[Records excerpted from a collection]

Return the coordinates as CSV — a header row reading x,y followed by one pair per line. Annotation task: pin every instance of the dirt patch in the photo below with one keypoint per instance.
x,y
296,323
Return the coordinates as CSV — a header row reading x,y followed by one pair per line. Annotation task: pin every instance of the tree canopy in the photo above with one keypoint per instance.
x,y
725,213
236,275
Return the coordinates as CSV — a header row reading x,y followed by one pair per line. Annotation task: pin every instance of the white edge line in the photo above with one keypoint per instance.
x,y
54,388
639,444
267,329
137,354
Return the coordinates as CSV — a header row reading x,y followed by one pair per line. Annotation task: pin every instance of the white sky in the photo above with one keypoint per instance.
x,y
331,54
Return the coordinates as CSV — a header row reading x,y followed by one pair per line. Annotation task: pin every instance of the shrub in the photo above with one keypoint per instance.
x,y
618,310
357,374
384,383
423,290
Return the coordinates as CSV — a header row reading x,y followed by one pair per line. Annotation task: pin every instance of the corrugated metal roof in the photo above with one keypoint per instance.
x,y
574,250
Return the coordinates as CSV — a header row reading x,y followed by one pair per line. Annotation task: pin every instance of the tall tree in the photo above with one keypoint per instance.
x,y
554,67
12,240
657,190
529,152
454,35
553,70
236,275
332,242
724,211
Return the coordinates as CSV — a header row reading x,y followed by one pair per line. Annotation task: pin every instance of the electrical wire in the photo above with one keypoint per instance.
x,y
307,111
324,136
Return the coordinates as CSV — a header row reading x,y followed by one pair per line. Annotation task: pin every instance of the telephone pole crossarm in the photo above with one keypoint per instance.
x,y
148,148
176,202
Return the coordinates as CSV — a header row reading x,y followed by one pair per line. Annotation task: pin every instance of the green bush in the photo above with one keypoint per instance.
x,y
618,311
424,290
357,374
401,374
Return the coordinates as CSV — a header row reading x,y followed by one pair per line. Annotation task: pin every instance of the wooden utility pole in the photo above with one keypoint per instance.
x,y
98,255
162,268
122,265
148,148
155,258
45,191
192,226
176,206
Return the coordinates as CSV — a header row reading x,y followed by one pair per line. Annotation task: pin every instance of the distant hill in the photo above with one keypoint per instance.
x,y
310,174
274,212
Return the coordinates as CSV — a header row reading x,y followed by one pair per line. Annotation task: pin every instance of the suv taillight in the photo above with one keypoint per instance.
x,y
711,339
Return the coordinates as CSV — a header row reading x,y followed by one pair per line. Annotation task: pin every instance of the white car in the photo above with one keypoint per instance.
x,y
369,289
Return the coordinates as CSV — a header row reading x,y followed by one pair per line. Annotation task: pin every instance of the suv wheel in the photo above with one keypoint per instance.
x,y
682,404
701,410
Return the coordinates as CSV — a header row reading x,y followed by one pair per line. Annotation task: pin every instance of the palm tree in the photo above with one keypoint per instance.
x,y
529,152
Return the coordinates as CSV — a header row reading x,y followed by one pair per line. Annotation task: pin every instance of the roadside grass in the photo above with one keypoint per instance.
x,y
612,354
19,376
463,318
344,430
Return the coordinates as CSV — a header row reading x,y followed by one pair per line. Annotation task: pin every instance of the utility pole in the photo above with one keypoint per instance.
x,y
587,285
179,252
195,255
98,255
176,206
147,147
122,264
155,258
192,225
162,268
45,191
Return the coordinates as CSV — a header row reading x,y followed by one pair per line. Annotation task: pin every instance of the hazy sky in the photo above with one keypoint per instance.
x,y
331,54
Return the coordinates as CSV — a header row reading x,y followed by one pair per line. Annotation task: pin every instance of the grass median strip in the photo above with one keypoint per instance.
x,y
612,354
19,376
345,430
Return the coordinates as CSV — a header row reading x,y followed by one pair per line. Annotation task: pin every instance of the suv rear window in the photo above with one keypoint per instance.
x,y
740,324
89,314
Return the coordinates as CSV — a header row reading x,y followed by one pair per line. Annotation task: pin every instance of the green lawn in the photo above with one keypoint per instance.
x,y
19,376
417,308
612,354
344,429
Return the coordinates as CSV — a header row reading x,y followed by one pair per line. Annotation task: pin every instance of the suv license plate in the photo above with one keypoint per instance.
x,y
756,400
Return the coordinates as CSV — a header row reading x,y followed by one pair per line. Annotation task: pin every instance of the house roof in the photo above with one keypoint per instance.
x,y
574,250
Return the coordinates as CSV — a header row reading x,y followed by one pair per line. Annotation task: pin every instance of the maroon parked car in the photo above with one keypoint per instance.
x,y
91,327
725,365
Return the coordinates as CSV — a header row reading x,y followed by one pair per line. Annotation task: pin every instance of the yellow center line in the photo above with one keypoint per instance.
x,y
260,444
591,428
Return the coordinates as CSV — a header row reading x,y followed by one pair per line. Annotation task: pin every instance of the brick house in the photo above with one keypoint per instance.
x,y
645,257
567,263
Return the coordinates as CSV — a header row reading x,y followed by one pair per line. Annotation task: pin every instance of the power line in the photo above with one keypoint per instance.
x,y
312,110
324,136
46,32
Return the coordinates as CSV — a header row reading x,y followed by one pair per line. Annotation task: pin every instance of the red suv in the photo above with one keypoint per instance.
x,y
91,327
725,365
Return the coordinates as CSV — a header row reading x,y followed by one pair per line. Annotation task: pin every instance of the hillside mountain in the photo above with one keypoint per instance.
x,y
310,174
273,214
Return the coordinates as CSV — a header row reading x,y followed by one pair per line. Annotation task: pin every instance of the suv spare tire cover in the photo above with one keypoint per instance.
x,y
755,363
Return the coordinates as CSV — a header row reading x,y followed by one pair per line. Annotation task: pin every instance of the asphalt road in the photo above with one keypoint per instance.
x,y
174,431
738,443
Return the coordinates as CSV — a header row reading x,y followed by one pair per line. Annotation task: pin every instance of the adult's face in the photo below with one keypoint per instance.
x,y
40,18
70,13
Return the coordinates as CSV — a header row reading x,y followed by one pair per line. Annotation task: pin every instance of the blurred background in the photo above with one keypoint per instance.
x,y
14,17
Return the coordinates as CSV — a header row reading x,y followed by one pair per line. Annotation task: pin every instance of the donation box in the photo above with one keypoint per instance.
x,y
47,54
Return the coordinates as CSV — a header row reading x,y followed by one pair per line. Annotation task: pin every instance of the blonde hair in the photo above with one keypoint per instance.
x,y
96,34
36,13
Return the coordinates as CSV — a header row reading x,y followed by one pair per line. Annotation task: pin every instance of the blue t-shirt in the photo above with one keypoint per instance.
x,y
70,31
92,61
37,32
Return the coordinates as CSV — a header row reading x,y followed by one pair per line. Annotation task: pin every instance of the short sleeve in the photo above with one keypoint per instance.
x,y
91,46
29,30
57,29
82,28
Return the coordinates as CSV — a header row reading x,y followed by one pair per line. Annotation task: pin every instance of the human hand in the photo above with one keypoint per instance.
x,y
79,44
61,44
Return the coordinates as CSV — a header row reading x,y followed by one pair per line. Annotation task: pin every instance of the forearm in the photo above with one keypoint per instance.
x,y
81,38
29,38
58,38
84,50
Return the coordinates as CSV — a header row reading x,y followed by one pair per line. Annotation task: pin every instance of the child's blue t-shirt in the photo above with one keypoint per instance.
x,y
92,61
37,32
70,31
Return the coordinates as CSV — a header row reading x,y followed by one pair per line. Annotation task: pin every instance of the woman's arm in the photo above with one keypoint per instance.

GIVEN REQUEST |
Retype exactly the lines from the one containing "of the donation" through the last line of the records above, including both.

ANSWER TO THE TASK |
Return the coordinates as CSV — a header row reading x,y followed by one pair per line. Annotation task: pin every instance of the donation box in the photo above with one keypoint per instance.
x,y
47,54
Return the coordinates as CSV — a header row reading x,y followed by one pair per line. Annotation task: pin every instance of the blonde hair in the photo above with one keypoint per instance.
x,y
96,34
36,13
Return the coordinates as CSV — a header row reading x,y followed by one pair per line. Annotation task: pin every instance of the blue t-shirt in the photo above with one keypoint per instance.
x,y
70,31
92,61
37,32
Return the coordinates as CSV — a header row reading x,y followed by one pair per line. Annotation task: pin every instance of the short sleeve in the photo above with one keypoint per instance.
x,y
91,46
29,30
57,29
82,28
Return the coordinates as CSV — a header row reading x,y followed by one pair per line. Annotation task: pin every instance of the human hand in the photo above with one keypoint per instance.
x,y
79,44
61,44
Return the coordinates as CSV — a header row reading x,y followed by one pair per line. Annotation task: pin every instance of the forearm in the photo above with one keypoint per instance.
x,y
81,38
29,38
58,38
84,50
Return the coordinates as CSV — a header row reading x,y followed by one pair per line. Annotation task: pin every instance of the child's blue t-shirt in the photo above with one keypoint per instance.
x,y
92,61
37,32
70,31
Return the coordinates as CSV — a header row reading x,y followed by one pair per line. Annotation task: pin every instance of the woman's arm in the photo above with one keypoint per instance.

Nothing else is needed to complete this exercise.